■ What the task requires ■
Could you transcribe every entry below exactly, leaving out the pictures?

■ The records ■
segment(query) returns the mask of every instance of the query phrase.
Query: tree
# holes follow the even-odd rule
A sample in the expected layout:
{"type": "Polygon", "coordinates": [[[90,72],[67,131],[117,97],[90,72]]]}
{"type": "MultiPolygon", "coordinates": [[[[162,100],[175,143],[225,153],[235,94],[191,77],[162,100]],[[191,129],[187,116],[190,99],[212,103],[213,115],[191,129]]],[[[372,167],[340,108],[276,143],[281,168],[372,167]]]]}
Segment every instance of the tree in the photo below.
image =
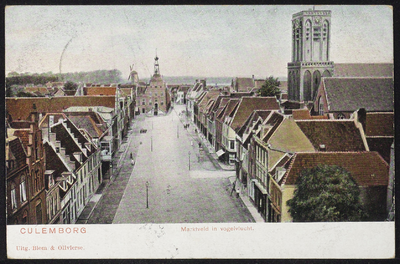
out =
{"type": "Polygon", "coordinates": [[[278,78],[269,76],[265,80],[265,83],[261,86],[258,94],[260,96],[277,96],[281,93],[281,90],[279,89],[280,85],[281,82],[278,80],[278,78]]]}
{"type": "Polygon", "coordinates": [[[78,85],[74,82],[68,81],[64,84],[64,90],[76,91],[76,89],[78,89],[78,85]]]}
{"type": "Polygon", "coordinates": [[[338,222],[366,219],[360,190],[351,174],[339,166],[318,165],[303,170],[287,201],[294,222],[338,222]]]}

■ Solution ■
segment(query) returns the mask of every instance of the query phrase.
Query: tree
# holes follow the even-odd rule
A sample in the expected layout:
{"type": "Polygon", "coordinates": [[[90,72],[67,131],[117,97],[90,72]]]}
{"type": "MultiPolygon", "coordinates": [[[[162,100],[175,143],[225,153],[235,94],[191,77],[162,100]],[[191,129],[187,116],[190,99],[212,103],[213,115],[191,129]]],[[[372,167],[340,108],[276,143],[281,168],[372,167]]]]}
Segment every instance of the tree in the photo below.
image =
out =
{"type": "Polygon", "coordinates": [[[278,78],[269,76],[265,80],[265,83],[261,86],[258,94],[260,96],[277,96],[281,93],[281,90],[279,89],[280,85],[281,82],[278,80],[278,78]]]}
{"type": "Polygon", "coordinates": [[[78,85],[74,82],[68,81],[64,84],[64,90],[76,91],[76,89],[78,89],[78,85]]]}
{"type": "Polygon", "coordinates": [[[338,222],[366,219],[360,190],[351,174],[339,166],[318,165],[303,170],[287,201],[294,222],[338,222]]]}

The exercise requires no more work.